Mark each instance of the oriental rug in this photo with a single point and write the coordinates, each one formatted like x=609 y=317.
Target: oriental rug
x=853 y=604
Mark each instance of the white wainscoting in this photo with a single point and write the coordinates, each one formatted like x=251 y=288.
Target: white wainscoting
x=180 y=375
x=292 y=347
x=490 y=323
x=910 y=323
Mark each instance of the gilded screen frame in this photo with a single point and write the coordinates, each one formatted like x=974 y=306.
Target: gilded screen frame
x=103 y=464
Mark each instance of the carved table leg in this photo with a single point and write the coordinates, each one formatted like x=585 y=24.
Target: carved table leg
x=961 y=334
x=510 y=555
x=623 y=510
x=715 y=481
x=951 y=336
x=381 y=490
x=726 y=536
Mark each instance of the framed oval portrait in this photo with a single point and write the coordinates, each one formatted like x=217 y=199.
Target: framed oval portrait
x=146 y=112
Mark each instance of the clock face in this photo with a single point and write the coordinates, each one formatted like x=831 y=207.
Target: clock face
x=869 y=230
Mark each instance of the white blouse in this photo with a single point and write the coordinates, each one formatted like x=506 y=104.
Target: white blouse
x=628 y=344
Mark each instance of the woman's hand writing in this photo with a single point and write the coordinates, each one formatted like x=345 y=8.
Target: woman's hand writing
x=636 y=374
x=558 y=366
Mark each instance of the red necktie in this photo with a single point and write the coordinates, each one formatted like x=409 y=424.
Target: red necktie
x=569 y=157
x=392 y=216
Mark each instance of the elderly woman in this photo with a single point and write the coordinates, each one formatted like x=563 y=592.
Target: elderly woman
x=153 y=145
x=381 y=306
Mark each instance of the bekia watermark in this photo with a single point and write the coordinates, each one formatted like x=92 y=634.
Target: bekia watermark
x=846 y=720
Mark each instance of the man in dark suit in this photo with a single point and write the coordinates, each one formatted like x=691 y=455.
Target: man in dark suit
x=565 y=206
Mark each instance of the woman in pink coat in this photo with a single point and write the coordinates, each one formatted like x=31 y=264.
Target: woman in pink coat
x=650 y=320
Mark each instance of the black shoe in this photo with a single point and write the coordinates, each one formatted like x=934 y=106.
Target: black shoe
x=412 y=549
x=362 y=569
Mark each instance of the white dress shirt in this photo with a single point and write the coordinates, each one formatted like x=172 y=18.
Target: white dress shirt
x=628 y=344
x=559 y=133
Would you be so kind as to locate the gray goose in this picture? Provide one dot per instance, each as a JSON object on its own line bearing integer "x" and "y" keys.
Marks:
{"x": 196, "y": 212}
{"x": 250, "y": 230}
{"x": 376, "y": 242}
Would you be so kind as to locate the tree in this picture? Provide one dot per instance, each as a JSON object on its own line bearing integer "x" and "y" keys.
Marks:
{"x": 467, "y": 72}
==================================================
### THE TASK
Give back each record above exactly as written.

### ANSWER BOX
Mark each instance of the oriental rug in this photo with a single point and write the coordinates, each one formatted like x=609 y=317.
Target: oriental rug
x=853 y=604
Mark each instance of the white wainscoting in this photo with a single point and write the coordinates, each one formatted like x=251 y=288.
Target: white wainscoting
x=180 y=375
x=292 y=347
x=490 y=323
x=910 y=323
Mark each instance of the gilded screen frame in this photo with a single point and write the coordinates, each one formatted like x=974 y=306.
Target: gilded screen frame
x=103 y=464
Mark each instance of the carved table leg in this photo with a single point and write the coordinates, each one formatted like x=585 y=24.
Target: carved table leg
x=961 y=334
x=510 y=555
x=623 y=510
x=715 y=481
x=951 y=336
x=381 y=490
x=726 y=536
Mark each instance of the framed oval portrait in this photo with a single point and write the coordinates, each one formatted like x=217 y=199.
Target: framed oval portrait
x=146 y=112
Mark each instance of the clock face in this photo with a single point and write the coordinates, each one formatted like x=831 y=207.
Target: clock face
x=869 y=230
Mark each instance of the white blouse in this photo with a single point and write the coordinates, each one formatted like x=506 y=104.
Target: white blouse
x=628 y=344
Mark each instance of the woman's hand writing in this photo with a single point and write the coordinates, each one formatted like x=345 y=8.
Target: woman's hand writing
x=636 y=374
x=558 y=366
Mark each instance of the red necktie in this photo with a single point and write the coordinates, each one formatted like x=409 y=424.
Target: red necktie
x=569 y=157
x=392 y=216
Mark each instance of the elderly woman in this photo with a single point and write the coordinates, each one formatted like x=563 y=592.
Target: elderly woman
x=153 y=145
x=381 y=306
Mark each instance of the bekia watermark in this photo with a single point and write the coordinates, each one formatted like x=92 y=634.
Target: bekia watermark
x=846 y=720
Mark each instance of the man in dark suit in this photo with a single point and write the coordinates, each one formatted like x=691 y=455.
Target: man in dark suit
x=565 y=206
Mark each instance of the woman in pink coat in this photo with a single point and write the coordinates, each one formatted like x=31 y=264.
Target: woman in pink coat
x=650 y=320
Mark each instance of the black shoe in this photo with a single point and write the coordinates, each one formatted like x=934 y=106.
Target: black shoe
x=412 y=549
x=362 y=569
Mark each instance of the white dress shirt in this photo with a single point and write the coordinates, each one formatted like x=172 y=18.
Target: white dress shirt
x=628 y=344
x=559 y=133
Would you be so kind as to locate the gray goose in this picture? Provide one dot per instance, each as a JSON object on its own line bearing integer "x" and "y" keys.
Marks:
{"x": 196, "y": 212}
{"x": 250, "y": 230}
{"x": 376, "y": 242}
Would you be so kind as to locate the tree in this picture? Provide one dot per instance, each as a JSON object on its own line bearing integer "x" and "y" keys.
Marks:
{"x": 467, "y": 72}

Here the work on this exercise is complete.